*** Opening Source data ***

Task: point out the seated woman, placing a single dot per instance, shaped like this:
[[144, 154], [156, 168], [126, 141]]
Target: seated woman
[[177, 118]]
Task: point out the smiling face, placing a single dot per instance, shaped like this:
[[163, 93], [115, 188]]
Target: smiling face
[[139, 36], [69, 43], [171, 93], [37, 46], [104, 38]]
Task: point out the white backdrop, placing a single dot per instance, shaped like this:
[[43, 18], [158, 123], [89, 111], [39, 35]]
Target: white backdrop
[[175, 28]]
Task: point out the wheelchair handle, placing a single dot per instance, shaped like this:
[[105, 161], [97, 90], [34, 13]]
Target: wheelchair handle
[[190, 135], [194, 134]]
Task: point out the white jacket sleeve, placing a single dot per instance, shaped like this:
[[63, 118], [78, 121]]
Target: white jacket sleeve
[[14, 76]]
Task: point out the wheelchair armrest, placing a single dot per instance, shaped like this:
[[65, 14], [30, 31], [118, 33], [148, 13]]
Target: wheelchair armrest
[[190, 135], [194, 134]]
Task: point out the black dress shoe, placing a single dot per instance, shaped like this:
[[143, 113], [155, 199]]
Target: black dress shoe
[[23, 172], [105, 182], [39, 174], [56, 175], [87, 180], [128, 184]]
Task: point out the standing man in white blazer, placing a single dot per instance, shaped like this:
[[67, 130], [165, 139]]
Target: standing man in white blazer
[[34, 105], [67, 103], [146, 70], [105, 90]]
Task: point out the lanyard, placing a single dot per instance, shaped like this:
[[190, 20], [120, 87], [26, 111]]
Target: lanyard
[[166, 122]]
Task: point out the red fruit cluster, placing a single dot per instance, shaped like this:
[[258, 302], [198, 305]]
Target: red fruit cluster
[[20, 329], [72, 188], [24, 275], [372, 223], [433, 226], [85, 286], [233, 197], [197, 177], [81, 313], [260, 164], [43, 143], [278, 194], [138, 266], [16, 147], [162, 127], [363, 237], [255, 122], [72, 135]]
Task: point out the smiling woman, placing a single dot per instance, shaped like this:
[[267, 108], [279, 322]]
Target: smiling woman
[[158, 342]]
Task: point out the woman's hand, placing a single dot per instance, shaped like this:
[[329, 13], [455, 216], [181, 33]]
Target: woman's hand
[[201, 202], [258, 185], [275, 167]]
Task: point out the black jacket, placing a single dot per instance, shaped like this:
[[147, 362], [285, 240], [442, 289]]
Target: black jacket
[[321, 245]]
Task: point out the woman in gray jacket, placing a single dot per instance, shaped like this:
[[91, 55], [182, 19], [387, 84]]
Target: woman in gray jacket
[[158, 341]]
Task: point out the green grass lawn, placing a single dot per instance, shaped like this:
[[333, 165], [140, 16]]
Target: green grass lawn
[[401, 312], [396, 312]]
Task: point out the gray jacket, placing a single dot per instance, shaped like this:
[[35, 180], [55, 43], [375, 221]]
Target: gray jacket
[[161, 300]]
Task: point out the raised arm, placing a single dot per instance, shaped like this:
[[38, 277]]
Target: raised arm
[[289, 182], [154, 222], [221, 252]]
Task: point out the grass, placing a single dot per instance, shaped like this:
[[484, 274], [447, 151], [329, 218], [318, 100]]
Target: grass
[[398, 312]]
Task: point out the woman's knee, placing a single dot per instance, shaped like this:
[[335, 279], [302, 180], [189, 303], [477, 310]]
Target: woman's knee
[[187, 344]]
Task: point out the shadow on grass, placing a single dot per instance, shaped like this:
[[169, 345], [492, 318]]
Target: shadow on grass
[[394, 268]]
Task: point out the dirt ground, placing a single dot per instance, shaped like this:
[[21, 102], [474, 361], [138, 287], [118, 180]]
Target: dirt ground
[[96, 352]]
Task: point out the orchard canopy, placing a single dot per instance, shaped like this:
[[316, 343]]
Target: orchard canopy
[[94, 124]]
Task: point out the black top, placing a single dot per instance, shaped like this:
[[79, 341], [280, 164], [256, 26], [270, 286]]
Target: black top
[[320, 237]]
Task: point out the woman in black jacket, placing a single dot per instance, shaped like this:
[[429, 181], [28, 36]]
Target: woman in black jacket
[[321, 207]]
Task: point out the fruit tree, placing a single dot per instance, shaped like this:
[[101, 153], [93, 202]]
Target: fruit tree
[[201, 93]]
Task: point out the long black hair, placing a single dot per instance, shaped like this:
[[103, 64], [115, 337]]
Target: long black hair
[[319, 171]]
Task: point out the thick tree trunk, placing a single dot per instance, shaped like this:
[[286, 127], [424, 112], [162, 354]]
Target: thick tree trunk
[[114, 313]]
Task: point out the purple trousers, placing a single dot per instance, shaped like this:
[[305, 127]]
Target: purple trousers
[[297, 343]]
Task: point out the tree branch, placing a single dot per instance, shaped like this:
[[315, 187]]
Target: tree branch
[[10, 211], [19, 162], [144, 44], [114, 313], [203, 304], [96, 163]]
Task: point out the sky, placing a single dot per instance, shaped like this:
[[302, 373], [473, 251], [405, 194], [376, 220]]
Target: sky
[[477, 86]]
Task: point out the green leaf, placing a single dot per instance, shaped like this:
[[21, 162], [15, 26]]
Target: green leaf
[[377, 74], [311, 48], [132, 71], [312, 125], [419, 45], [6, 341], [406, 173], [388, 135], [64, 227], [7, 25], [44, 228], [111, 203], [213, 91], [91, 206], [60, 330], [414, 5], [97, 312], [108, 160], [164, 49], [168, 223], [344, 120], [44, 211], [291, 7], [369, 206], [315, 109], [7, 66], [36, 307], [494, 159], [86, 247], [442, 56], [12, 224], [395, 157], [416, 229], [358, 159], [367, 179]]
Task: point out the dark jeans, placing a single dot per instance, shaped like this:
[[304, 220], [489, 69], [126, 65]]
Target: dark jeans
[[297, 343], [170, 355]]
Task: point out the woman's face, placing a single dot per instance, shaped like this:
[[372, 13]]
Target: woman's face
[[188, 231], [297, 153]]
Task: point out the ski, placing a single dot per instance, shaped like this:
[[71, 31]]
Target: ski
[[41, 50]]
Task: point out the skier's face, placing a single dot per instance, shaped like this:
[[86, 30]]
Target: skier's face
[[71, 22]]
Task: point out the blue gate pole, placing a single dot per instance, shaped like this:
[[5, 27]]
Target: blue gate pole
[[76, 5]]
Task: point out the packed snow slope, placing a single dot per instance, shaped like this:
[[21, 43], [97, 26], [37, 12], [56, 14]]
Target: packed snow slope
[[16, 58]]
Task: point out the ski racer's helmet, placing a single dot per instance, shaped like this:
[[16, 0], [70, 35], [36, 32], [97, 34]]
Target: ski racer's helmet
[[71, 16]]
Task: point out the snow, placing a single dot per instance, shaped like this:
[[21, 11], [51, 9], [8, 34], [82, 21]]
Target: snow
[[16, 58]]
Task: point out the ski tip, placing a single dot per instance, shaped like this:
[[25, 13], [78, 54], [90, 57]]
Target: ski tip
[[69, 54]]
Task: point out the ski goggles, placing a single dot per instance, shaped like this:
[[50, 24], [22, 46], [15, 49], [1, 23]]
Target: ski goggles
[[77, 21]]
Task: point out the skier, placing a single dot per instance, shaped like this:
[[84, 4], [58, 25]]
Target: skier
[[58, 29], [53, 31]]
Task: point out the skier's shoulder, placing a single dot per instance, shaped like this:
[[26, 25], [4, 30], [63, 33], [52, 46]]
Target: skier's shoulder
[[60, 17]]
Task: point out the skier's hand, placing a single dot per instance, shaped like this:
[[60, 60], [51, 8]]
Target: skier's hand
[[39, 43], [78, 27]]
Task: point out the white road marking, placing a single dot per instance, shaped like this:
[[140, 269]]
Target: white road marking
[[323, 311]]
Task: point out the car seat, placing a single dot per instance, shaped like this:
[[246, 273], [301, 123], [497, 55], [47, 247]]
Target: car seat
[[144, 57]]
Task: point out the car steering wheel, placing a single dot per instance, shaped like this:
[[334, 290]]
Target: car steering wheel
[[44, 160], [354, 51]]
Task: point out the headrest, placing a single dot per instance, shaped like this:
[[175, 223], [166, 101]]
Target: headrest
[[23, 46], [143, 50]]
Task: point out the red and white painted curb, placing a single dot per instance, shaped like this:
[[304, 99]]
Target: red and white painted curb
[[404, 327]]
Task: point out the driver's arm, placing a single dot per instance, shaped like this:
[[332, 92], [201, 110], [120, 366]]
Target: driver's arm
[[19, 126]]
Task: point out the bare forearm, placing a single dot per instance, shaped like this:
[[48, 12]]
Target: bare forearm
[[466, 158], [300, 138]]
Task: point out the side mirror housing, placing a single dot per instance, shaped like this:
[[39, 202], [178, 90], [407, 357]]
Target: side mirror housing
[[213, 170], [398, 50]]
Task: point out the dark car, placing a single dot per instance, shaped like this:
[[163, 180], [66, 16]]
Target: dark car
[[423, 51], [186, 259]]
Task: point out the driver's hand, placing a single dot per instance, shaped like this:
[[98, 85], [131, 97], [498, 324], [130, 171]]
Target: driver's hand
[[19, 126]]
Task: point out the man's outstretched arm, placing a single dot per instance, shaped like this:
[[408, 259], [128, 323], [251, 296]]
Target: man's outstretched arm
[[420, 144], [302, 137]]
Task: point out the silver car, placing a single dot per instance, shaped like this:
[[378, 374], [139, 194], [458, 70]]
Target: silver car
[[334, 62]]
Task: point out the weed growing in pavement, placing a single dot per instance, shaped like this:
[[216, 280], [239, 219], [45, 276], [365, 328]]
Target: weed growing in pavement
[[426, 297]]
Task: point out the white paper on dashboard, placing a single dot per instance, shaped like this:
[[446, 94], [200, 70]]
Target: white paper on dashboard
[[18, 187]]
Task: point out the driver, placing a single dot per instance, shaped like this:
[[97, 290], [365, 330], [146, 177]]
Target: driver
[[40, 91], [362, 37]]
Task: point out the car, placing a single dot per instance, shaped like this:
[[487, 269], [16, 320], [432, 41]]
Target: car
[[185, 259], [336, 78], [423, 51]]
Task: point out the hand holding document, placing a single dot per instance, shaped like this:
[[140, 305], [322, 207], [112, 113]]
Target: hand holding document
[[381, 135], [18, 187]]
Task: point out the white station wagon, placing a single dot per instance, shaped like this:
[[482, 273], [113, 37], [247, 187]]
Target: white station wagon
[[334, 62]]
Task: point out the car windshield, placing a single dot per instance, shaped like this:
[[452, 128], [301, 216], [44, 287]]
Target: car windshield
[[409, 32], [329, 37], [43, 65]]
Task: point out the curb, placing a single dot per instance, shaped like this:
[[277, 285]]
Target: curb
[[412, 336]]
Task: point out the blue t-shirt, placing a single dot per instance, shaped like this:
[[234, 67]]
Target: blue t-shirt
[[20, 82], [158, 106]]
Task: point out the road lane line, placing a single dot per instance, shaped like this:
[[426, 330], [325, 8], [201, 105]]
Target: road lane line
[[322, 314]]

*** Closing Source data ***

The problem: From the listing above, output exactly the run of lines that starts with the line containing "Task: point out the woman in gray" and ends with the line containing "[[38, 277]]".

Your response:
Task: point out the woman in gray jacket, placing a single dot per instance, shaped like this:
[[91, 55], [182, 19], [387, 84]]
Target: woman in gray jacket
[[158, 341]]
Task: point out the green grass lawn, placing a single dot per instance, shaped like this:
[[333, 165], [140, 16]]
Target: green grass lawn
[[401, 312], [396, 312]]
Task: point out the gray jacket, placing a single dot per instance, shaped like this:
[[35, 180], [55, 43], [375, 221]]
Target: gray jacket
[[161, 300]]
Task: point out the raised arm, placing a single dot per instance, shaped like this:
[[38, 277]]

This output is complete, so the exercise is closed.